◆ Data supplied:
_____

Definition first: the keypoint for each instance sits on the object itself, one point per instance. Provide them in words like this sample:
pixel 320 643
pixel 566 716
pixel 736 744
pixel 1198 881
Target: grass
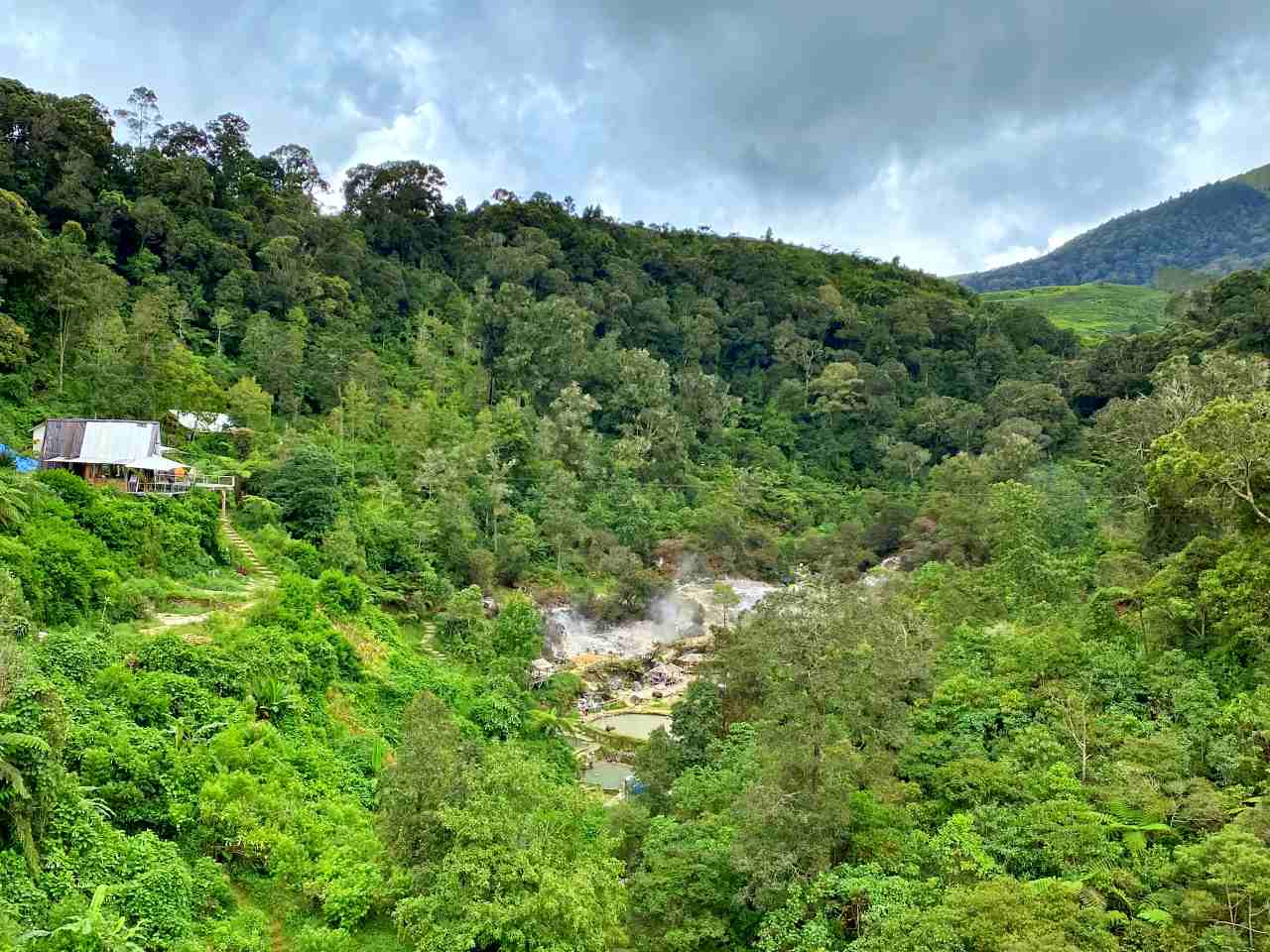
pixel 1093 309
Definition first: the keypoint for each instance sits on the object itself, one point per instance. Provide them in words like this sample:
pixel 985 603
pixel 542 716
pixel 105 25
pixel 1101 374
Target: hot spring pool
pixel 639 726
pixel 607 774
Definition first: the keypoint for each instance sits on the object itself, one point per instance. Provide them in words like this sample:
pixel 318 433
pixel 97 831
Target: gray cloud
pixel 952 134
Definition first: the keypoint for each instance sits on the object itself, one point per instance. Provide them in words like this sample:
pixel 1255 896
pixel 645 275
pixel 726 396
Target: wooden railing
pixel 178 488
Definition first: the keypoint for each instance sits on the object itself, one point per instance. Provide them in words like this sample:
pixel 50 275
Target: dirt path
pixel 262 580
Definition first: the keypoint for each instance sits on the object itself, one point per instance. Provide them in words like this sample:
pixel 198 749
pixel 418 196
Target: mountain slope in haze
pixel 1093 309
pixel 1215 229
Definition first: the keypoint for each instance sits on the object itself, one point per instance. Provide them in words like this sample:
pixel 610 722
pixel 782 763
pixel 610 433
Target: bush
pixel 341 594
pixel 304 556
pixel 258 512
pixel 245 932
pixel 318 938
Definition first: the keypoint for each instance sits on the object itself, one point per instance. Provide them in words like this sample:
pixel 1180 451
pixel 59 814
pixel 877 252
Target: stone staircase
pixel 258 569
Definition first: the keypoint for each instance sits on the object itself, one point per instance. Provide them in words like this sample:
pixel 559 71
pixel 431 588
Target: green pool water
pixel 607 774
pixel 631 725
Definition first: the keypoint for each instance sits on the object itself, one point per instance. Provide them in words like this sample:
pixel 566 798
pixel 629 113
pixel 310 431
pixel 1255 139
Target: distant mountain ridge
pixel 1215 229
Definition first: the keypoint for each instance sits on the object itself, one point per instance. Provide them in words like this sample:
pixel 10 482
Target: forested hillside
pixel 1216 229
pixel 1043 725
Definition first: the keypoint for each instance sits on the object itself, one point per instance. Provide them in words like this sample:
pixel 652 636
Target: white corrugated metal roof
pixel 158 463
pixel 117 440
pixel 203 422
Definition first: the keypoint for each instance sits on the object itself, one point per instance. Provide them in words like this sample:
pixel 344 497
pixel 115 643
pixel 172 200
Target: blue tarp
pixel 22 463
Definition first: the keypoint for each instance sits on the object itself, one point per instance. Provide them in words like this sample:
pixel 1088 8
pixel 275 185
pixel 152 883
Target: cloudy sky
pixel 953 134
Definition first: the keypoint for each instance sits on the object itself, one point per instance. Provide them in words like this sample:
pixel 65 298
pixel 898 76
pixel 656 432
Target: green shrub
pixel 77 653
pixel 318 938
pixel 245 932
pixel 304 556
pixel 341 594
pixel 258 512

_____

◆ Stated exercise:
Copy the material word for word, beginning with its first line and stopping after the line that has "pixel 952 134", including that line. Leave out the pictures.

◆ Completed exercise:
Definition first: the keypoint for each instance sits on the object itself, one point per instance. Provide them in words like this sample:
pixel 320 643
pixel 566 716
pixel 736 744
pixel 1198 881
Target: grass
pixel 1093 309
Definition first: the keypoint for each instance sits on the object itself, one point per instance. Provide them in words like this sample:
pixel 985 603
pixel 542 716
pixel 105 25
pixel 1101 374
Target: hot spring pool
pixel 639 726
pixel 607 774
Definition first: the keypoint for each instance sits on the object itself, one point per instance. Provide them in words like this sample:
pixel 318 433
pixel 97 831
Target: gray cloud
pixel 952 134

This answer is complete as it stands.